**** Dataset records
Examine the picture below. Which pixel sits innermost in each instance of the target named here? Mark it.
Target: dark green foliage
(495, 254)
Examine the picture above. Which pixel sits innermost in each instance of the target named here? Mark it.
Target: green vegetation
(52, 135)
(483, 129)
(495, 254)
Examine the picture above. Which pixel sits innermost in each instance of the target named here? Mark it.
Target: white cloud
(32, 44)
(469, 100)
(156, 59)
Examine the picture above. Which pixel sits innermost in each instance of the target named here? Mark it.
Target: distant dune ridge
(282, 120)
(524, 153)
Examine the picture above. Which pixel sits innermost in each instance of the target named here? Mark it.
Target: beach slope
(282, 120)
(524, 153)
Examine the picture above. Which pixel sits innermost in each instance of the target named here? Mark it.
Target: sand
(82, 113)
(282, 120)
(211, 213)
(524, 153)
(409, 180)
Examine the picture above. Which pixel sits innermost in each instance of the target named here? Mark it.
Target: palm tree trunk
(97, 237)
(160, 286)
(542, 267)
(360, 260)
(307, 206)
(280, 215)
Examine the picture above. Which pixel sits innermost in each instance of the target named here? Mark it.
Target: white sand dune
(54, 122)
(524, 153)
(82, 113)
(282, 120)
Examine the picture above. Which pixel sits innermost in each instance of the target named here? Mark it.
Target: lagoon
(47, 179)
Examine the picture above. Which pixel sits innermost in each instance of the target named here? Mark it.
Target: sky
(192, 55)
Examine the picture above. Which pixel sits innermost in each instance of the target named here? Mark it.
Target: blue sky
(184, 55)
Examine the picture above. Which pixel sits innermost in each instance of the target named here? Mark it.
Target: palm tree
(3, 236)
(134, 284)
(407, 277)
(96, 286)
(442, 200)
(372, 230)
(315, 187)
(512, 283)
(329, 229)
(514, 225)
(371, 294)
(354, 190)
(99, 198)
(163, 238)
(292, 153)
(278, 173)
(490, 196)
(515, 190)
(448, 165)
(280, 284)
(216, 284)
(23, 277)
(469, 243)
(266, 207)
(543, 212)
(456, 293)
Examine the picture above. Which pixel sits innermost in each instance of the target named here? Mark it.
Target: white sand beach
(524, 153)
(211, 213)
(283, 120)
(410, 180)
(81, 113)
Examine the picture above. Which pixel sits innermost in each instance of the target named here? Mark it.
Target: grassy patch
********
Task objective:
Word for word, repeat each entry shown above.

Answer:
Examine the picture below. Which pixel sits innermost in each instance of the target named here? Mark it.
Target: dark green foliage
(495, 254)
Examine the picture above. Which pixel sits innermost in each instance of the target named here? Mark it.
Target: green vegetation
(52, 135)
(483, 129)
(495, 254)
Examine the picture above. Which pixel sits innermost in each instance of the target named here? Mark it.
Target: white cloud
(32, 44)
(469, 100)
(156, 59)
Examine the picture above. Which pixel sits innermost in each instance of the target named here? Mark it.
Target: distant dune ridge
(282, 120)
(524, 153)
Examine the picture above. Which pixel sits innermost in each instance of the target named here? Mark it.
Target: beach slope
(282, 120)
(524, 153)
Examine the picture above. Which pixel sits innermost in each instance of the target named here? Mark it.
Target: sand
(82, 113)
(282, 120)
(211, 213)
(524, 153)
(409, 180)
Examine the picture above. Which pixel sits innermost in each instance of the target named here? Mark it.
Target: palm tree trunk
(97, 237)
(160, 286)
(542, 267)
(360, 260)
(307, 206)
(280, 215)
Examine the picture above. Which pixel sits innermost in each instance of the target named here? Mark it.
Target: white sand dune
(54, 122)
(524, 153)
(82, 113)
(282, 120)
Examine the picture above. Which pixel sits innermost in each instance of the target named here? Mark it.
Target: lagoon
(47, 179)
Examine the picture above. Which pixel sits innermost in each instance of the target named here? Mark it.
Target: sky
(192, 55)
Examine the picture above. Which pixel sits innermost in each instance of the target named here? Mark it.
Target: blue sky
(184, 55)
Examine the picture above. Which pixel sits innermost in each instance of the target named here? Mark it.
Target: palm tree
(3, 236)
(134, 284)
(407, 277)
(96, 286)
(442, 200)
(372, 230)
(315, 187)
(512, 283)
(329, 229)
(514, 225)
(371, 294)
(354, 190)
(99, 198)
(163, 238)
(292, 153)
(278, 173)
(490, 196)
(515, 190)
(448, 165)
(280, 284)
(216, 284)
(23, 277)
(469, 243)
(266, 207)
(543, 212)
(456, 293)
Examine the picture above. Which pixel sits innermost in each instance of the target named here? Mark it.
Target: white sand beach
(524, 153)
(211, 213)
(283, 120)
(410, 180)
(81, 113)
Examine the picture above. Which pixel sits innermost in each instance of the target named here? Mark it.
Target: grassy patch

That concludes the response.